### Objet de l'exercice
Selon le texte sur l'abrogation du délit de harcèlement sexuel, de quand date la décision du Conseil constitutionnel ?

### Extrait du texte
Le Conseil constitutionnel supprime le harcèlement sexuel du Code pénal français

Selon l’article 222-43 du Code pénal français, le harcèlement sexuel désigne « le fait de harceler autrui dans le but d’obtenir des faveurs de nature sexuelle » et « est puni d’un an d’emprisonnement et de 15000 euros d’amende ».

Or, cet article du Code pénal n’existe plus.

La décision du Conseil constitutionnel français, datée du 04 mai 2012, d’abroger l’article en raison de sa définition  » trop floue » du harcèlement sexuel fait la une des médias français et soulève un tollé de la part des associations féministes.

L’AVFT (Association européenne contre les violences faites aux femmes au travail) était en faveur d’une révision de la loi, mais en différé, de façon à ce que le code pénal ne comporte pas de vide juridique en la matière. Or, elle déplore la décision qui a été prise par le Conseil constitutionnel, car désormais, le vide juridique établi autour du délit de harcèlement sexuel signifie l’arrêt des procédures en cours, en appel ou bien en cassation. En bref, toutes décisions non définitives. Selon son porte-parole, Marilyn Baldeck, cette annonce envoie un « message d’impunité d’une extrême gravité à l’égard des harceleurs ». Il ne sera en effet plus possible de porter plainte pour harcèlement sexuel contre son(sa) patron(ne), ou collègue.

Comme nous pouvons le constater jour après jour en lisant les nouvelles, l’Europe, donc la France, connaît une période de crise avec un chômage record de 10.9 % : une situation dont certains employeurs seraient plus que tentés de profiter.

Cette décision fait suite à la demande en cour de cassation d’un ancien député du Rhône, Gérard Ducray, d’examiner la constitutionnalité de cet article. En effet, M. Ducray a été jugé et condamné pour harcèlement sexuel en appel en 2011 : cela ne lui a apparemment pas plu. Il a donc, le 29 février dernier, questionné le Conseil constitutionnel sur la validité constitutionnelle de cet article. Ce monsieur est aussi un ancien député et secrétaire d’Etat au Tourisme. Comme dirait nos consoeurs d’Osez le féminisme :

« le symbole est fort, hélas ! »

### Données fournies
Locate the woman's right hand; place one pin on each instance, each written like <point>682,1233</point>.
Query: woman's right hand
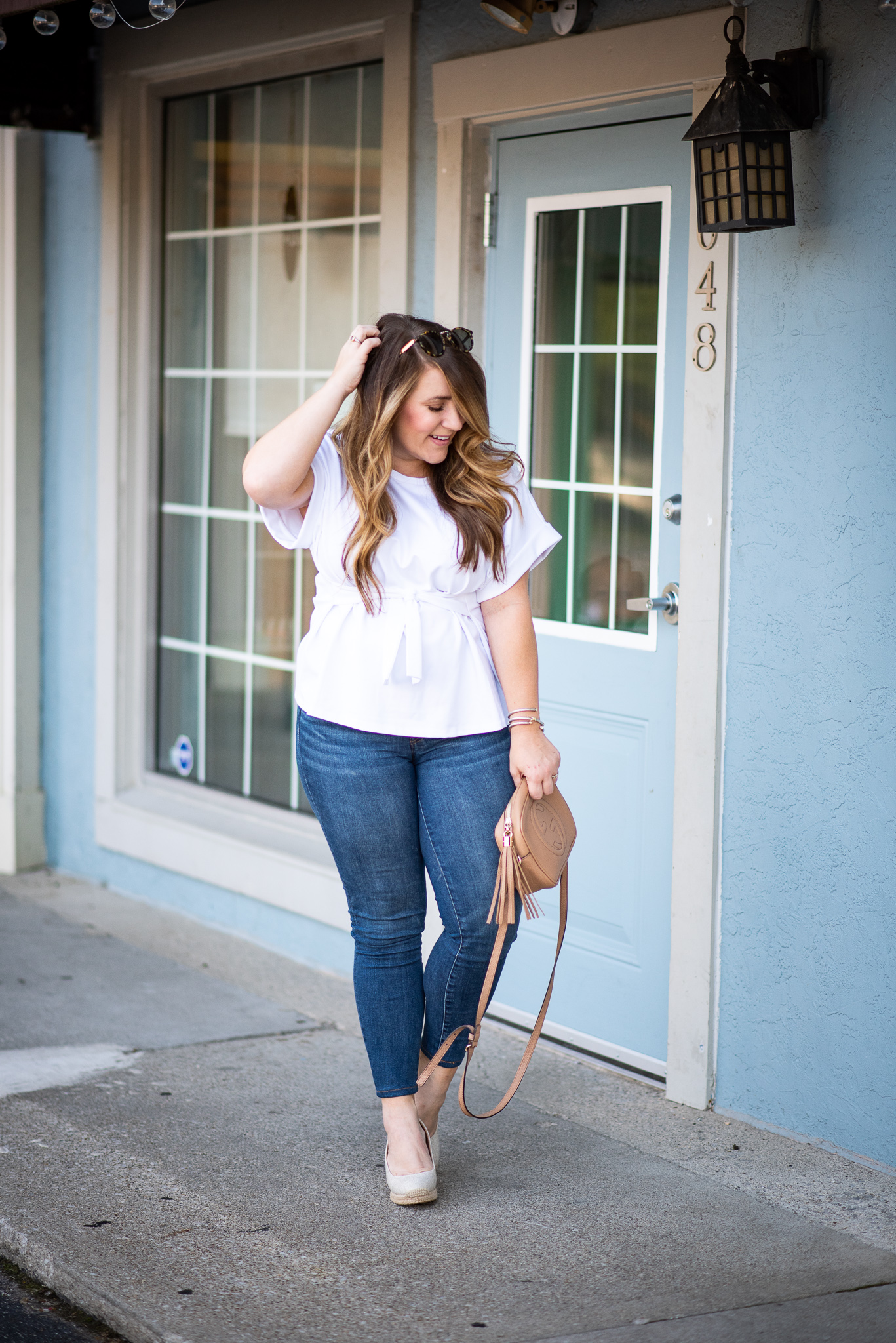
<point>352,359</point>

### Réponse complète
Du 04 mai 2012.